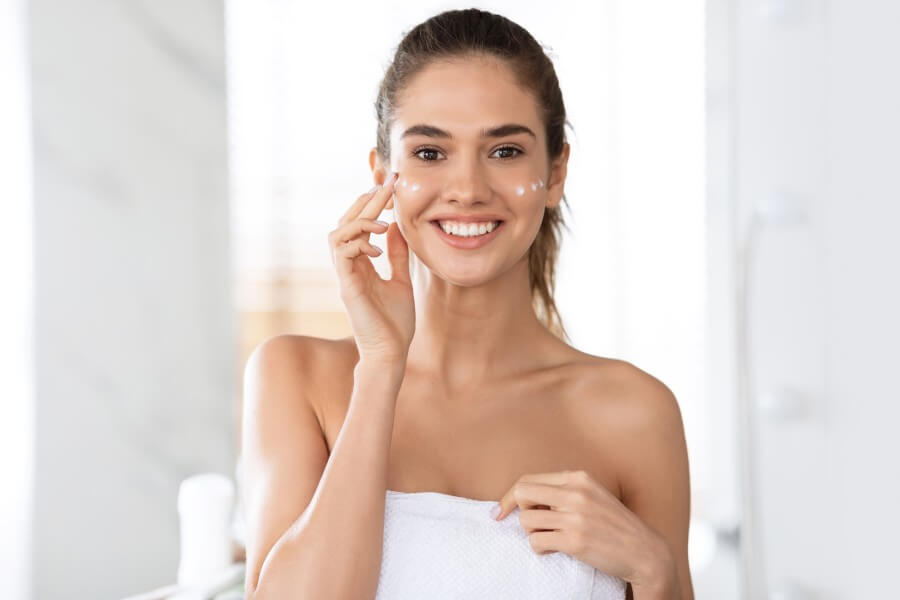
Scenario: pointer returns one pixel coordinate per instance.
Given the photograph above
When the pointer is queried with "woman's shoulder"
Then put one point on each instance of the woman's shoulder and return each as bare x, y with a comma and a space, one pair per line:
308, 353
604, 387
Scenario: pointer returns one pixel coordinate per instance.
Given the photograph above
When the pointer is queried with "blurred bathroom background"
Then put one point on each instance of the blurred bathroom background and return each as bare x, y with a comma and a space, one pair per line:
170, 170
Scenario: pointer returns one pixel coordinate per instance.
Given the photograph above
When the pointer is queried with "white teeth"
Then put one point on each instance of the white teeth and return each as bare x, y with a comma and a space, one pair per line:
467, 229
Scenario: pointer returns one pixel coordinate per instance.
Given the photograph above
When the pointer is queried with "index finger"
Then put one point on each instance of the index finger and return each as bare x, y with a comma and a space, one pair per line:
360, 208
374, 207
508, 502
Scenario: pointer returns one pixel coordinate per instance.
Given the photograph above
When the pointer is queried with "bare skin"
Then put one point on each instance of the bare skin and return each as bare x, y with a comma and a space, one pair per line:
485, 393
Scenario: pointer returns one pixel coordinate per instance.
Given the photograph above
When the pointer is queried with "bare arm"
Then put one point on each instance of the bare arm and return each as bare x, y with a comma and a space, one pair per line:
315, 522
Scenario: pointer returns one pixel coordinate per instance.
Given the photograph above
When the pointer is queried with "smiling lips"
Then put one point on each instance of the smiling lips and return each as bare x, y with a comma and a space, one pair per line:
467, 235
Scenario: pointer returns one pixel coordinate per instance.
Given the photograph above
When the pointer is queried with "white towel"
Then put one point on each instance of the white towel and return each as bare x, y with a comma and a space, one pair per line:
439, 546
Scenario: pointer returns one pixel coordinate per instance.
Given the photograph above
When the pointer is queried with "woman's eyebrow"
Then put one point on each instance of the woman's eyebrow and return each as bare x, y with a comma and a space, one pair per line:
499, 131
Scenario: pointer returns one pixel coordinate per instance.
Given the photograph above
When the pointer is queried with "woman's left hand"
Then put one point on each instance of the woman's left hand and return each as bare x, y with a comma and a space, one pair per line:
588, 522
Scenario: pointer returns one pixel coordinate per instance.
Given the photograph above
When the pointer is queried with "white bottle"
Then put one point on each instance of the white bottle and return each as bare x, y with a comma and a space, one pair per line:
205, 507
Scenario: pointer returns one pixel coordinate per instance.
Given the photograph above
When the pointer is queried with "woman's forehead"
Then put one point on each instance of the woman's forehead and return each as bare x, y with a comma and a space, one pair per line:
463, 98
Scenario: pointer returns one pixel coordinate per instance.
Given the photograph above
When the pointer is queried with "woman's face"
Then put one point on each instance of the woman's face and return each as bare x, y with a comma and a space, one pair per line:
--
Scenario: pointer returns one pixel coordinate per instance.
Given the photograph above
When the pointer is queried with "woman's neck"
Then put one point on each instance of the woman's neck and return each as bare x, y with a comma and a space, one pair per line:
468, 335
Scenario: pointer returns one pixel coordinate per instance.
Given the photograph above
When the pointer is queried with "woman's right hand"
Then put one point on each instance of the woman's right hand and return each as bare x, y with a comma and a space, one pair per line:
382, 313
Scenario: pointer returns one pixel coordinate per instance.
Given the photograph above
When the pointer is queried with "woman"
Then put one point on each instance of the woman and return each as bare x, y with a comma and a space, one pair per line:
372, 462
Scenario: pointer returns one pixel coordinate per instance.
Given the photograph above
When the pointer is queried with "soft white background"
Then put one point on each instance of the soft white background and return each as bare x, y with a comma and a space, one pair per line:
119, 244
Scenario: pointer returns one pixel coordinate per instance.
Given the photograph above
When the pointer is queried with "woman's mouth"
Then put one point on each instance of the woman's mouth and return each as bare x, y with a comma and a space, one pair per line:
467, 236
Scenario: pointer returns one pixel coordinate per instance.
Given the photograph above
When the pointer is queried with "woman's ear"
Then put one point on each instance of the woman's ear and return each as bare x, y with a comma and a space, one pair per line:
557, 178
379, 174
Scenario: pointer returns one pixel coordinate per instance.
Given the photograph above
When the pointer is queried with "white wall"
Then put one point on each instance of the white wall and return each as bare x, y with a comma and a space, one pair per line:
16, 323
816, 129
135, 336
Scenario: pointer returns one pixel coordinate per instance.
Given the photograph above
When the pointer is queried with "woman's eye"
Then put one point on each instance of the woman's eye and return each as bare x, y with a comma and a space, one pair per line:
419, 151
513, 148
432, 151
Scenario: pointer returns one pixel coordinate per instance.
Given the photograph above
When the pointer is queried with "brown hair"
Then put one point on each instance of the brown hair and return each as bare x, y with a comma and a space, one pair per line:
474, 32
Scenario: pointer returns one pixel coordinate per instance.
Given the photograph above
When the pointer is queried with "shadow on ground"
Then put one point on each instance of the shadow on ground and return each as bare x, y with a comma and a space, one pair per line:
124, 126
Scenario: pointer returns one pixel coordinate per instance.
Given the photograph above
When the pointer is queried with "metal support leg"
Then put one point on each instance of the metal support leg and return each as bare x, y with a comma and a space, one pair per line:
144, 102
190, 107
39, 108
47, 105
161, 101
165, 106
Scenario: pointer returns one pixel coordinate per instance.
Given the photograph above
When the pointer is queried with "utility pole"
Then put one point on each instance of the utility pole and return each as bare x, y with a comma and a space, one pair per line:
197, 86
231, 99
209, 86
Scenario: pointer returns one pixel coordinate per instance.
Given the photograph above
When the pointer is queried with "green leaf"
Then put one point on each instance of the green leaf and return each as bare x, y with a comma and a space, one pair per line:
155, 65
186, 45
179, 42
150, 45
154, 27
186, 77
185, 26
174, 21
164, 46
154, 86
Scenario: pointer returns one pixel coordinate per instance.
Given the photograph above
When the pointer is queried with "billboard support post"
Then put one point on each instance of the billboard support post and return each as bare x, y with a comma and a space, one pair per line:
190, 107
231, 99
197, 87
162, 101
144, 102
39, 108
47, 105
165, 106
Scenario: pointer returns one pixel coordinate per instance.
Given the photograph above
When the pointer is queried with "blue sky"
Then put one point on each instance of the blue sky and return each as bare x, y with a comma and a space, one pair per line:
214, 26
---
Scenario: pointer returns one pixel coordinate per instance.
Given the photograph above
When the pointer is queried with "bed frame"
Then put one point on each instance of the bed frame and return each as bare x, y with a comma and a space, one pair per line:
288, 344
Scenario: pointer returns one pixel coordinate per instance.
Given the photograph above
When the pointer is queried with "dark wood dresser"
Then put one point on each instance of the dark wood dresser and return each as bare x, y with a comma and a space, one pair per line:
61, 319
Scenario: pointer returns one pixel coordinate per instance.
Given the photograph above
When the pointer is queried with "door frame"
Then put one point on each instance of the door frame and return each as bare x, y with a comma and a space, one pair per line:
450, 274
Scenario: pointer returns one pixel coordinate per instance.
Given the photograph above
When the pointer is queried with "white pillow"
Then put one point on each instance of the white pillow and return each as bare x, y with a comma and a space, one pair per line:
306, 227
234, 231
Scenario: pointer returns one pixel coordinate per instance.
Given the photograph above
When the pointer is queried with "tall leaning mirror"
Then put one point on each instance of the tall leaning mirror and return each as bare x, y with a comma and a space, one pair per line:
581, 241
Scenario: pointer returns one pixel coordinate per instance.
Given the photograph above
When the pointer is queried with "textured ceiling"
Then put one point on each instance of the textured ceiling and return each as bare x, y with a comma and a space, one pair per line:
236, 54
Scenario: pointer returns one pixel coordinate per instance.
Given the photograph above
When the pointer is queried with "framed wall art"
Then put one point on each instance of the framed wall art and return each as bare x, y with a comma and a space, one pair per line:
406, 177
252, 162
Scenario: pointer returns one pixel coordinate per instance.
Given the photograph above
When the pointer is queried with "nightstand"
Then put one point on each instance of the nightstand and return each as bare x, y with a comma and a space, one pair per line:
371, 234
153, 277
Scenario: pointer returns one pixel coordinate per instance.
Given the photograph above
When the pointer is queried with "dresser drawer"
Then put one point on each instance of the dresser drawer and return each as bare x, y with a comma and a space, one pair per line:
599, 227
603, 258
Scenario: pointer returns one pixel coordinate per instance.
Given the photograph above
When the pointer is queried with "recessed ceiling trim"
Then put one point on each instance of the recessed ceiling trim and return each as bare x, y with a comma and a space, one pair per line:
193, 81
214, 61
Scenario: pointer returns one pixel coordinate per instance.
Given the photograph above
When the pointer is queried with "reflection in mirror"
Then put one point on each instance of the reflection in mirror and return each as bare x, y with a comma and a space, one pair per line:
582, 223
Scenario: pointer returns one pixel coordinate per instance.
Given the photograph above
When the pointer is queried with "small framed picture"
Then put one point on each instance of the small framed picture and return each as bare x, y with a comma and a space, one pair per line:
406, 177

To do: Gather every line of the listing above that contains the word "metal", and copy each one.

Expected answer:
When the pointer is queried with "metal support leg"
Then put one point on each instance of the metal support leg and return each as bare x, y with a comma and a space, one pair per line:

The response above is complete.